Start

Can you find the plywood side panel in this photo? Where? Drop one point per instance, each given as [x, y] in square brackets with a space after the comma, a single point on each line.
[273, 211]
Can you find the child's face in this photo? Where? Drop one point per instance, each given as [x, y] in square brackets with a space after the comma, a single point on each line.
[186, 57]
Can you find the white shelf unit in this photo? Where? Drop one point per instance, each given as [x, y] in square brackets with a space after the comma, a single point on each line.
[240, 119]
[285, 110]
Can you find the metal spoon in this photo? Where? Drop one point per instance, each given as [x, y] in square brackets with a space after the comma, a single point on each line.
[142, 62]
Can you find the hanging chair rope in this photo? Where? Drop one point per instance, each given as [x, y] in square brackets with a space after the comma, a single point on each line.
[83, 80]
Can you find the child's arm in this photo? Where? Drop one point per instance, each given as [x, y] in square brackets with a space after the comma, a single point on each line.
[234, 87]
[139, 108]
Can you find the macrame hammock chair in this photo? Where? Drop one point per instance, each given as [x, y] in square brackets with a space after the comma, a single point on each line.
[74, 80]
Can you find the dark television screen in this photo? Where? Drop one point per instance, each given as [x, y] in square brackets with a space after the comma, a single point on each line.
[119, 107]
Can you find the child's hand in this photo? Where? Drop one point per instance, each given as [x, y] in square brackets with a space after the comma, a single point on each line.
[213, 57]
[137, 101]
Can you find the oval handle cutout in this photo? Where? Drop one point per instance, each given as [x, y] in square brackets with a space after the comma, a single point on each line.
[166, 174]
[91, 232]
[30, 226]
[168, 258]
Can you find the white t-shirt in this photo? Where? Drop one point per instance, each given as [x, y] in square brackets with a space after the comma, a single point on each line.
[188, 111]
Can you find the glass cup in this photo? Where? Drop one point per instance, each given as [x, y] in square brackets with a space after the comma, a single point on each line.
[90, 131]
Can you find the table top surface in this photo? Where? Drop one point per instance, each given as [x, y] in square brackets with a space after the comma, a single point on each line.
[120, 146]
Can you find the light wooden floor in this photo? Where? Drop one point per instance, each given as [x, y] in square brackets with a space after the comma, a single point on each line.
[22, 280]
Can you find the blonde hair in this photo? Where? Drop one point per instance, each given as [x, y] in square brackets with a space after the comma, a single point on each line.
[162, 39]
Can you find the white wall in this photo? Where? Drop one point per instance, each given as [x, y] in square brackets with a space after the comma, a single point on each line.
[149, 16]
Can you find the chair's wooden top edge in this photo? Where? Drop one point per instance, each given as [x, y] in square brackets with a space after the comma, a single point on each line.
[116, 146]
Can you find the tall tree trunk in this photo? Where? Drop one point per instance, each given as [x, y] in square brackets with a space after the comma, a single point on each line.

End

Turn every line of the material above into a numbered list, leaving out any blank lines.

1. Can you find the plywood side panel in this photo? Where? Drop one point per instance, each given as [x, y] in square brackets with a space after the comma, a single point on each line.
2. [273, 211]
3. Can you find the child's face in this photo? Where? Drop one point per instance, each given as [x, y] in square brackets with a space after the comma, a single point on each line.
4. [186, 57]
5. Can you find the white shelf unit in this photo? Where? Drop one point per instance, each given as [x, y] in square brackets with a space after the comma, a single point on each line.
6. [240, 119]
7. [285, 110]
8. Can you find the metal spoon in this photo? Where? Drop one point per instance, each given as [x, y] in square brackets with a space after the comma, a single point on each line.
9. [142, 62]
10. Can you find the hanging chair rope in this photo? Where? Drop one point per instance, each given as [x, y] in square brackets with a space after the comma, a single point on each line.
11. [83, 80]
12. Can you find the child's arm in this photo? Where? Drop one point per instance, each given as [x, y] in square brackets with a space after the comma, a single point on each line.
13. [234, 87]
14. [139, 108]
15. Can you find the macrame hammock chair in this photo? Where? Drop one point per instance, each given as [x, y] in square brackets with a space after the comma, a single point on each line.
16. [74, 80]
17. Can you find the dark television screen in this photo? Where? Drop one point per instance, each given as [x, y] in square brackets with a space after the comma, a single point on each line.
18. [119, 107]
19. Can you find the child's hand in this photo? Where? Drop one point per instance, each given as [x, y] in square brackets with a space after the comma, a single point on each line.
20. [213, 57]
21. [137, 101]
22. Can you find the oval handle cutout in this photo? Where? Drop one point per instance, each given as [x, y] in square brackets with a space after the comma, a single point on each line.
23. [166, 174]
24. [91, 232]
25. [30, 226]
26. [168, 258]
27. Can you find the white t-shirt in this photo? Where? Drop one point per instance, each given as [x, y] in square brackets with a space after the comma, a single point on each line.
28. [188, 111]
29. Can you find the glass cup in this photo? Where? Drop one point per instance, each given as [x, y] in square brackets with a space after the comma, a single point on each line.
30. [90, 131]
31. Can you find the table top surface in this photo? Where? Drop one point per instance, each given as [x, y] in square brackets with a space after the comma, a single point on each line.
32. [120, 146]
33. Can you find the light wooden floor in this photo? Where? Drop one point per instance, each given as [x, y] in square brackets with a space after the comma, a single point on each line.
34. [22, 280]
35. Can you find the blonde hair in this photo? Where? Drop one point per instance, each given as [x, y] in square brackets with a space after the comma, a single point on each line.
36. [162, 39]
37. Can you find the white wall in this photo? Where? Drop one point per instance, each given as [x, y] in square brackets with a space after the comma, a single point on each line.
38. [149, 16]
39. Can you find the chair's wooden top edge in this photo? Where? Drop one point per instance, each given as [x, y] in square brackets with a space after the comma, a single point on each line.
40. [116, 146]
41. Can you find the tall tree trunk in this photo? Where? Drop one point per instance, each given as [x, y] in square brackets with a space after the comma, a single point on each line.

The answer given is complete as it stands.